** SOURCE PASSAGE **
Posted on behalf of Hannah Hoag.
Canada’s marine biodiversity is under threat and there’s no strategy for fixing it, states a report released today by the Royal Society of Canada. According to the independent panel behind the assessment, the heart of the problem lies in the conflicting responsibilities of Fisheries and Oceans Canada (DFO), a federal department with the joint role of promoting industrial and economic activity and conserving marine life and ocean health.
The international ten-person panel found that climate change, aquaculture and over-fishing were having negative effects on Canada’s marine ecosystems and species. The oceans are becoming warmer and less salty, food webs are being disrupted and disease is being transferred from farmed to wild species. The panel also gauged whether Canada was fulfilling its obligations to sustain marine biodiversity. The answer: no.
“We’ve made many commitments, but we have not met those commitments and we don’t have a plan,” says Jeff Hutchings, an expert on marine biodiversity and conservation at Dalhousie University in Halifax and the panel’s chairman.
Several national and international agreements, such as the UN Fish Stocks Agreement, commit Canada to protecting its marine biodiversity. Even so, “Canada has fallen well short of the progress made by most developed nations,” the authors write. Canada should have set targets for exploited fish stocks, including target population size and limits that aren’t to be exceeded.
“The United States, Australia, New Zealand, and increasingly parts of Europe have these plans, but we don’t have them for Canadian Atlantic cod, or for most of marine species,” says Hutchings.
Canada is also committed to establishing a national system of marine protected areas, and during a 2010 Conference of the Parties of the UN Convention on Biological Diversity, it agreed to set aside 10% of coastal and marine areas by 2020. To date, only 0.8% is protected.
The panel made seven recommendations to establish Canada as a leader in ocean stewardship and marine conservation. Among them, it urged the federal government to resolve the conflicts of interest surrounding DFO and to limit the discretionary power of the Minister of Fisheries and Oceans.
Other countries have managed to overcome such conflicts. In the United States, the Magnuson-Stevens Act requires recovery plans for over-fished stocks and provides impact assessments for fisheries. It also mandates the following of scientific advice, says Dave VanderZwaag, the Canada Research Chair in Ocean Law & Governance at Dalhousie University, and one of the panel members.
Hutchings is among those who would like to see the DFO’s fishing industry activities transferred to Industry Canada.
“If they were separated, and they probably should be, the outcome would depend on the weight the political leaders give to science and conservation. At present, the government gives little emphasis to science and even less to conservation,” says Daniel Pauly, a marine biologist at the University of British Columbia in Vancouver, who was not part of the panel.
A spokesperson for DFO would not comment on the report until it has been reviewed by the department.

** INFORMATION SUPPLIED **
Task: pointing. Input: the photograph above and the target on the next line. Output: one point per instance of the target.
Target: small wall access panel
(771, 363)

** ACTIONS TO TAKE **
a) Answer these from the article on Canada's marine biodiversity, one per line:
(i) What share of coastal and marine areas did Canada agree to set aside by 2020?
(ii) How many recommendations did the panel make?
(iii) Who chairs the panel?
b) Copy everything in the marine biodiversity article from "The international ten-person" down to "the panel’s chairman.", word for word.

** RESPONSE LIST **
a)
(i) 10%
(ii) Seven
(iii) Jeff Hutchings

b)
The international ten-person panel found that climate change, aquaculture and over-fishing were having negative effects on Canada’s marine ecosystems and species. The oceans are becoming warmer and less salty, food webs are being disrupted and disease is being transferred from farmed to wild species. The panel also gauged whether Canada was fulfilling its obligations to sustain marine biodiversity. The answer: no.
“We’ve made many commitments, but we have not met those commitments and we don’t have a plan,” says Jeff Hutchings, an expert on marine biodiversity and conservation at Dalhousie University in Halifax and the panel’s chairman.